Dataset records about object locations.
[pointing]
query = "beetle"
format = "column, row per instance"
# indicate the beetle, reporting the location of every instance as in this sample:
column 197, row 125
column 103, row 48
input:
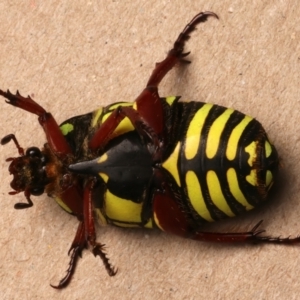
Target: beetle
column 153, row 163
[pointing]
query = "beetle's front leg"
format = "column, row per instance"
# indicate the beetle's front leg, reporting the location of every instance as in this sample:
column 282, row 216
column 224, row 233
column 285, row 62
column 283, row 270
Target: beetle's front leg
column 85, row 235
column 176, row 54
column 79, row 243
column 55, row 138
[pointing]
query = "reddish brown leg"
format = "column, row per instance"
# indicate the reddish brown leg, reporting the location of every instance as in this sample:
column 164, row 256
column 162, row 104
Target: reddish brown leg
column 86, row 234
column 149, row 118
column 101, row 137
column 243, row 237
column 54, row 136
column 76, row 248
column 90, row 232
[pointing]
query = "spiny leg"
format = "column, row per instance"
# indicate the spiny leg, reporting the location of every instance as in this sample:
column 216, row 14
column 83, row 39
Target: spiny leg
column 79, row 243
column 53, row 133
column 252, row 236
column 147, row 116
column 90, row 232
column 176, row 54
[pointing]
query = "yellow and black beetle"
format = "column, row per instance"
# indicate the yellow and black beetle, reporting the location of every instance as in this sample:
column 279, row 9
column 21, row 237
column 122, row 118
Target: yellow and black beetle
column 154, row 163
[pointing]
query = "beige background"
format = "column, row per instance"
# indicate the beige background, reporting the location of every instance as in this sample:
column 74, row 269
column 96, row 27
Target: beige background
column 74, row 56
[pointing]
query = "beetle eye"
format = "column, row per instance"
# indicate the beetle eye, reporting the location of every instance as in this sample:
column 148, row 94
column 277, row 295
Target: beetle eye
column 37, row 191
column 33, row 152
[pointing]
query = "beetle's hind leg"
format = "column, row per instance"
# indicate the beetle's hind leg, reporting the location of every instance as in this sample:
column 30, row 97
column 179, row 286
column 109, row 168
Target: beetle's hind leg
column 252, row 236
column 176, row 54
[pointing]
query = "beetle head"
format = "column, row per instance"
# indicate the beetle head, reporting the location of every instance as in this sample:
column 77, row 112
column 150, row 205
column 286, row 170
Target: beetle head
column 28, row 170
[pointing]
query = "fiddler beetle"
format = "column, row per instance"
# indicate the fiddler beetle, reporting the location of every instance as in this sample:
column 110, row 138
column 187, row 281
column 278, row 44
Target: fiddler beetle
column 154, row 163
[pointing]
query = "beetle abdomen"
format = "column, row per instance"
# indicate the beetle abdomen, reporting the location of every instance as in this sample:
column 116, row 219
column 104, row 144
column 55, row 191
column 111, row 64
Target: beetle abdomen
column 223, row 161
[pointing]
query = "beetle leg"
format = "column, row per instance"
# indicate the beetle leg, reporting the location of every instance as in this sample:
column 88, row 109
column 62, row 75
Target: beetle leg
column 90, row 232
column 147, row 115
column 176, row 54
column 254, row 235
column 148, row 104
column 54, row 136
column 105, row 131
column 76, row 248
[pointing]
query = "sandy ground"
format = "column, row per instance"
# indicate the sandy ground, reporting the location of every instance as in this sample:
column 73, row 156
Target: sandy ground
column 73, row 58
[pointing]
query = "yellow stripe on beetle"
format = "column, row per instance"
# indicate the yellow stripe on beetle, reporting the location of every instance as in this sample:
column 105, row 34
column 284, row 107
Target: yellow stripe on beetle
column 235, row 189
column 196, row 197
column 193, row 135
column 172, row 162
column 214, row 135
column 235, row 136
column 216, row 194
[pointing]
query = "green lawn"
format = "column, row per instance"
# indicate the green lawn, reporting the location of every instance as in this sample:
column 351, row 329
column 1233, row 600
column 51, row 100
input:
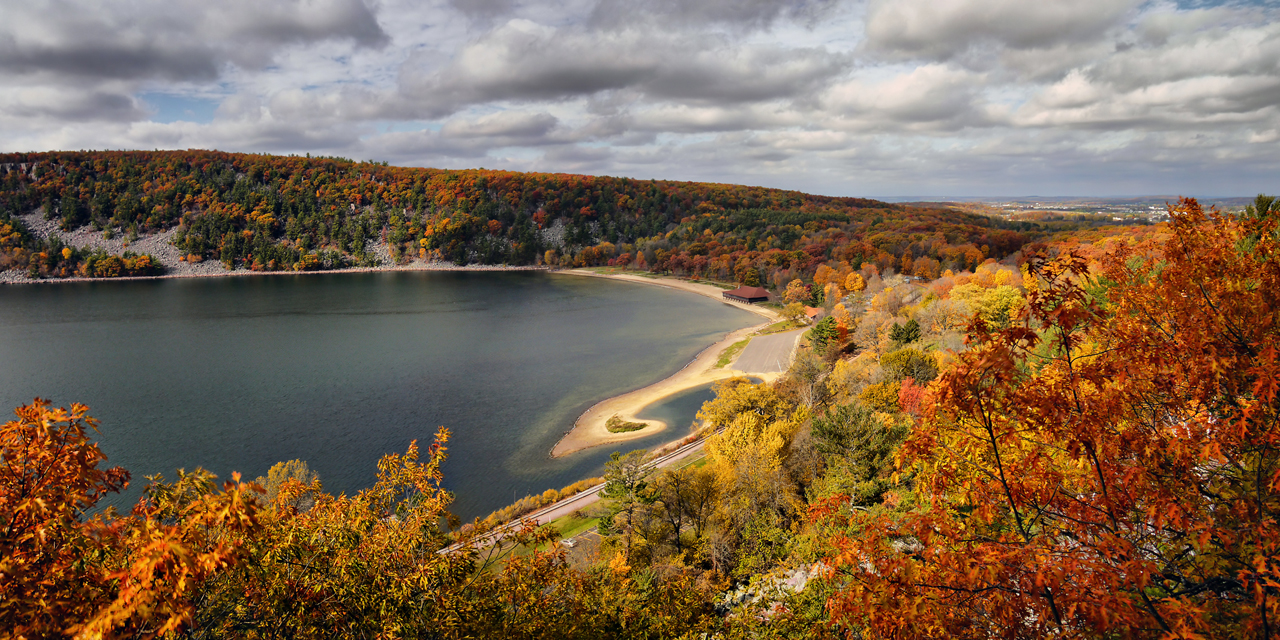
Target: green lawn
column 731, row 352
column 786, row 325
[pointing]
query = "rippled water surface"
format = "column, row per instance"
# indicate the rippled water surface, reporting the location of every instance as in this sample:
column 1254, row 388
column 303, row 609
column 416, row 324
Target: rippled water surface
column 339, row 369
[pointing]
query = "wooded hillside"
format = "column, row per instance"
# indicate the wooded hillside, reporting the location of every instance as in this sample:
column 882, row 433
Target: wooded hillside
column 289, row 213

GOAL OF THE EXERCISE.
Can you rewrite the data above, substituting "for each instance" for every "per instance" while keeping everything else the same and leaving out the pictures?

RESULT FOR THIS TASK.
[pointing]
query = "beetle"
format = "column, row for each instance"
# indicate the beetle, reporting the location of every instance as in this sample:
column 197, row 125
column 103, row 48
input:
Target: beetle
column 153, row 163
[pointing]
query = "beetle's front leg"
format = "column, row for each instance"
# indicate the beetle's front leg, reporting the location of every instance as in this sample:
column 282, row 216
column 224, row 233
column 285, row 62
column 283, row 270
Target: beetle's front leg
column 85, row 235
column 176, row 54
column 79, row 243
column 55, row 138
[pointing]
query = "reddish brown leg"
format = "column, row for each instance"
# indicate the reddish brown leg, reporting the location of every instance as in this sample:
column 164, row 256
column 162, row 104
Target: reddish brown leg
column 86, row 234
column 149, row 118
column 101, row 137
column 243, row 237
column 54, row 136
column 76, row 248
column 90, row 232
[pointing]
query = "spiny leg"
format = "column, row for each instance"
# indicate the spiny leg, reporting the location of every instance as in this sample:
column 216, row 14
column 83, row 39
Target: spiny leg
column 79, row 243
column 53, row 133
column 252, row 236
column 147, row 116
column 90, row 232
column 176, row 54
[pointing]
query = "yellow and black beetle"
format = "column, row for each instance"
# indicate the yellow and black beetle, reporting the location of every instance as in this sample:
column 279, row 9
column 21, row 237
column 122, row 118
Target: yellow and black beetle
column 154, row 163
[pointing]
query = "beige background"
format = "column, row for each instance"
# indicate the beige background, reporting the location of every instance as in this sample:
column 74, row 269
column 96, row 27
Target: beige background
column 74, row 56
[pointing]
query = "beetle eye"
format = "column, row for each instance"
# indicate the beetle eye, reporting the location of every instance as in this sample:
column 148, row 94
column 277, row 295
Target: beetle eye
column 37, row 191
column 33, row 152
[pointing]
query = "beetle's hind leg"
format = "column, row for each instance"
# indicate the beetle's hind leg, reporting the location of every instance as in this sample:
column 30, row 97
column 179, row 286
column 109, row 168
Target: beetle's hind leg
column 252, row 236
column 176, row 54
[pointing]
query = "beetle head"
format = "column, row for each instance"
# indicate the beetle head, reporting the location of every instance as in this sample:
column 77, row 112
column 150, row 205
column 286, row 170
Target: beetle head
column 28, row 170
[pointing]
query = "fiddler beetle"
format = "column, row for each instance"
# indicate the fiddler beetle, reporting the location of every instance as in this sample:
column 110, row 138
column 187, row 281
column 278, row 44
Target: fiddler beetle
column 154, row 163
[pointing]
query = "beetle abdomen"
format = "column, row for each instance"
# indicate the beetle abdomen, reporting the location of every instance as in this sample:
column 116, row 219
column 104, row 144
column 55, row 191
column 111, row 64
Target: beetle abdomen
column 223, row 161
[pointing]
query = "beetle leg"
format = "column, row for each instance"
# indicate the beetle leg, reporting the location of every instance as in this sample:
column 88, row 109
column 62, row 75
Target: beetle leg
column 90, row 232
column 147, row 115
column 176, row 54
column 254, row 235
column 148, row 104
column 54, row 136
column 105, row 131
column 76, row 248
[pointing]
query = "sandy ground"
format = "column, row for each instance"
# indicate the sandy ground, reporting the location of every instance as in this sample:
column 73, row 156
Target: sandy ground
column 73, row 58
[pointing]
query = "yellow stripe on beetle"
format = "column, row for each instance"
# indicate the yellow stripe on beetle, reporting the location of every instance as in this sample:
column 105, row 34
column 284, row 107
Target: yellow stripe on beetle
column 235, row 189
column 196, row 197
column 193, row 135
column 172, row 162
column 214, row 135
column 235, row 136
column 216, row 194
[pointing]
query = "green lawn"
format = "column, row for each instance"
# indicate the green lawn, reporting the location of every instance as in this sample:
column 351, row 329
column 1233, row 600
column 51, row 100
input:
Target: green lawn
column 731, row 352
column 786, row 325
[pointing]
query = "rippled water surface"
format = "column, row for each instance"
# indicate the rippled water surface, reporting the location of every instance as in this sample:
column 1254, row 388
column 303, row 609
column 416, row 324
Target: rippled water surface
column 339, row 369
[pointing]
query = "wooded hillside"
format = "column, row for each instance"
# indicate the wooded hillside, reporting the location of every instance as in this sample:
column 882, row 433
Target: wooded hillside
column 289, row 213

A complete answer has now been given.